#### EXERCISE BRIEF
Reproduce every one of the rows below word for word, with no changes.

#### MATERIAL
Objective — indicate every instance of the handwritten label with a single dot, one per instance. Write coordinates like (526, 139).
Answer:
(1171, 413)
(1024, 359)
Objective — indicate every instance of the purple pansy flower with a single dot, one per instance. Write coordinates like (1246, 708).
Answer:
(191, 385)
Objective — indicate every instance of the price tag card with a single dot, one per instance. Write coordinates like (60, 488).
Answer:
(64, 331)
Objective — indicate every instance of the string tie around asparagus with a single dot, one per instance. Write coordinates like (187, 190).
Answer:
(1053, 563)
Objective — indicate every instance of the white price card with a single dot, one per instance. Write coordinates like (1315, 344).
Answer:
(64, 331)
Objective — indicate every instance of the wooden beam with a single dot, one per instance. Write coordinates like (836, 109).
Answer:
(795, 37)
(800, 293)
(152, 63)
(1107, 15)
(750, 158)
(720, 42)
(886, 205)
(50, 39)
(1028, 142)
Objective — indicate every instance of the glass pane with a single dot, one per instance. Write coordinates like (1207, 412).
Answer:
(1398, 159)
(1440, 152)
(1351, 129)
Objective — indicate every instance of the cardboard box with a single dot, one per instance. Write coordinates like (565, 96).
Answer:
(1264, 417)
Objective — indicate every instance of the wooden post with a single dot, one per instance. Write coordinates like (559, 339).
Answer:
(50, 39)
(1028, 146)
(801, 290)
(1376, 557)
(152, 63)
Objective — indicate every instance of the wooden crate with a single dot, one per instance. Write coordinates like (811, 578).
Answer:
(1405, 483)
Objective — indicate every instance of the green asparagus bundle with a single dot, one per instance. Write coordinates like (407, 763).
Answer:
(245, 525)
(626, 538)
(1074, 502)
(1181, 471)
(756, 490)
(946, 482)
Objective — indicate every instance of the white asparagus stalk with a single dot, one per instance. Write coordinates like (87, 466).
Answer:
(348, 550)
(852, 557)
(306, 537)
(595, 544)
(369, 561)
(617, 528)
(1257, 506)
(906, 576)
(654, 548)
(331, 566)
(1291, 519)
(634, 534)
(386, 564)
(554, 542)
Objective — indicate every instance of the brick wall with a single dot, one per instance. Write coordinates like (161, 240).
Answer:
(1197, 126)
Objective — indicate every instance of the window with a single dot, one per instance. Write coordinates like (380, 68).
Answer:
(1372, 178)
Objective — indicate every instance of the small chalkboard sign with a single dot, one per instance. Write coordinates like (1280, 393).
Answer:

#### RESPONSE
Objective — indicate every instance of the handwritten label with a single dot, one per instance. Write coordinates like (526, 139).
Answer:
(1171, 413)
(1024, 359)
Objective — indicate every instance of the purple pansy flower with a single dot, one per instance. Write coordinates like (1246, 708).
Answer:
(191, 385)
Objective — indicate every instance of the price tag card with a single dot, one per instance. Write coordinates like (60, 488).
Answer:
(64, 331)
Objective — indicate every instance of the string tie around asparagus with a single dot, one per instance. Write coordinates like (187, 190).
Answer:
(1053, 563)
Objective — indicate every instance of the white price card with a single dot, one per instance. Write coordinates like (1315, 344).
Answer:
(64, 331)
Objective — indicate every instance of the wooden beam with a single dot, one per instance. Write coordinates like (836, 109).
Answer:
(795, 37)
(800, 293)
(152, 63)
(1107, 15)
(750, 158)
(720, 42)
(886, 205)
(50, 39)
(1028, 142)
Objective — indicate every instance of the glass pane with a single dot, one per instance. Write coordinates like (1207, 412).
Answer:
(1398, 159)
(1440, 152)
(1351, 129)
Objective — indicate every instance of the cardboard box with a single dot, one per instance. Write coordinates like (565, 96).
Answer:
(1264, 417)
Objective — indicate every instance of the wooden post with a single dot, one per instance. Write coordinates like (559, 339).
Answer:
(50, 39)
(1028, 146)
(801, 290)
(1376, 557)
(152, 63)
Objective — indicate every instance of the wooden crate with a single dot, one per instance. Write coordinates like (811, 578).
Answer:
(1405, 483)
Objective — indicate every instance of the green asparagus bundle with a single dot, one per instance. Write coordinates like (407, 763).
Answer:
(245, 525)
(626, 538)
(1074, 502)
(1181, 471)
(756, 490)
(946, 482)
Objective — indicate every instance of the white asparagus stalk with a single dot, one per instance. Write coordinates like (87, 466).
Answer:
(348, 550)
(852, 557)
(306, 537)
(595, 544)
(369, 561)
(617, 528)
(1257, 506)
(906, 576)
(654, 548)
(331, 566)
(1291, 519)
(634, 534)
(386, 564)
(554, 542)
Objective — indicate every instance of the brick wall with a single dot, one per instance. Write coordinates like (161, 240).
Answer:
(1197, 126)
Objective — indicate every instance of the window with a single dot, one per instance. Write coordinates like (380, 68).
Answer:
(1372, 178)
Objective — indicate every instance of the small chalkboard sign with a single dot, one per instance. Write coordinates like (1280, 393).
Answer:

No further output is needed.